-- Challenge 1 --
From the article on New York's landlord-tenant overhaul, reproduce the passage starting with "By Adam Leitman" and going on through "affect – their communities.".
-- Challenge 2 --
In the article on New York's landlord-tenant overhaul, which office oversees issues involving conversion from conventional landlord-tenant housing to cooperative and condominium communities?

-- Passage provided --
By Adam Leitman Bailey
October 25, 2019
This past June, the New York State Legislature and Governor enacted into law a sweeping overhaul of landlord-tenant relations throughout the State; just a few days later, these same powers enacted amendments to those amendments. While relatively few of the 74 pages of densely-written text directly affect cooperatives and condominiums, boards and managers should be aware of the items that do affect – or appear to affect – their communities.
Many of the enacted provisions will be enforced through the State’s Division of Housing and Community Renewal. In the world of cooperatives and condominiums however, enforcement is nearly entirely through the courts, depending on litigants citing these laws, either in prosecuting their suits or defending them. The one exception to that general rule are the new rules on conversion to cooperative and condominium communities from conventional landlord-tenant housing; any such issues would fall under the auspices of the Attorney General’s office.
Processing Fees, Security Deposits, and Background Checks
Processing fees for those applying to purchase a cooperative apartment can be quite high; however they now seem to be restricted by the new law. Newly-enacted RPL 238-a restricts the fees to “reimburse costs associated with conducting a background check and credit check, provided the cumulative fee or fees for such checks is no more than the actual cost of the background check and credit check or twenty dollars, whichever is less.” Of course, in the real world, these expenses normally run into hundreds of dollars.

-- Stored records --
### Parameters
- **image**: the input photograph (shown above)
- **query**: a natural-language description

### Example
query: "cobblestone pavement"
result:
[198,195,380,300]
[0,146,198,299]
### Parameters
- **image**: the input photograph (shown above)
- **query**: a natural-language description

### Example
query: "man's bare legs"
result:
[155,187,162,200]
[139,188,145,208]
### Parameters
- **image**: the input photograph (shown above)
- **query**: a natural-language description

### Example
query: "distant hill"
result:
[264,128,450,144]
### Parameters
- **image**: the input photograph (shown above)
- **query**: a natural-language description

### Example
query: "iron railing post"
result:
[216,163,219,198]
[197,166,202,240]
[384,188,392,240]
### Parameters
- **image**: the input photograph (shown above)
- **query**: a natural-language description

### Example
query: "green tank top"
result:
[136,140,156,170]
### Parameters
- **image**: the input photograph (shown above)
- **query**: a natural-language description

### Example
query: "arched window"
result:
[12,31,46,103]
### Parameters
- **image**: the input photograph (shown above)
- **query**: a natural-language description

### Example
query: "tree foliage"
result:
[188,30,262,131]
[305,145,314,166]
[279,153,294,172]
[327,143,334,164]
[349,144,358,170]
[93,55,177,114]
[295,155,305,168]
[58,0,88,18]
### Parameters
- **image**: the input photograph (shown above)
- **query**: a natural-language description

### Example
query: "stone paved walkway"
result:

* * *

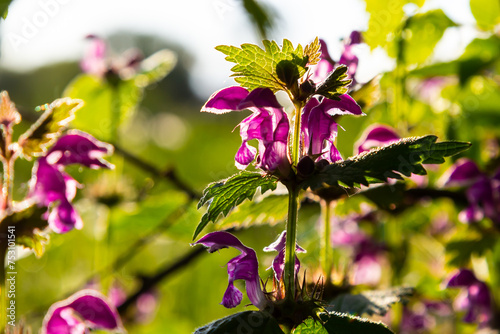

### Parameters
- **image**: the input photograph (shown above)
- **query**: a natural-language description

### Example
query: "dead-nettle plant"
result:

==

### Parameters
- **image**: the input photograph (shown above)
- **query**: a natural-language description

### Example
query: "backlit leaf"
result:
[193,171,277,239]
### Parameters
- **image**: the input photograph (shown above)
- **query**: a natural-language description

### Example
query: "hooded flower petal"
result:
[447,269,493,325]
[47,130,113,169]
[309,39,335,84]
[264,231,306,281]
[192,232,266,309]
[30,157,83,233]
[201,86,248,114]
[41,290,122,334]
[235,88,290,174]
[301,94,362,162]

-- Complete answer 1 --
By Adam Leitman Bailey
October 25, 2019
This past June, the New York State Legislature and Governor enacted into law a sweeping overhaul of landlord-tenant relations throughout the State; just a few days later, these same powers enacted amendments to those amendments. While relatively few of the 74 pages of densely-written text directly affect cooperatives and condominiums, boards and managers should be aware of the items that do affect – or appear to affect – their communities.

-- Complete answer 2 --
The Attorney General's office.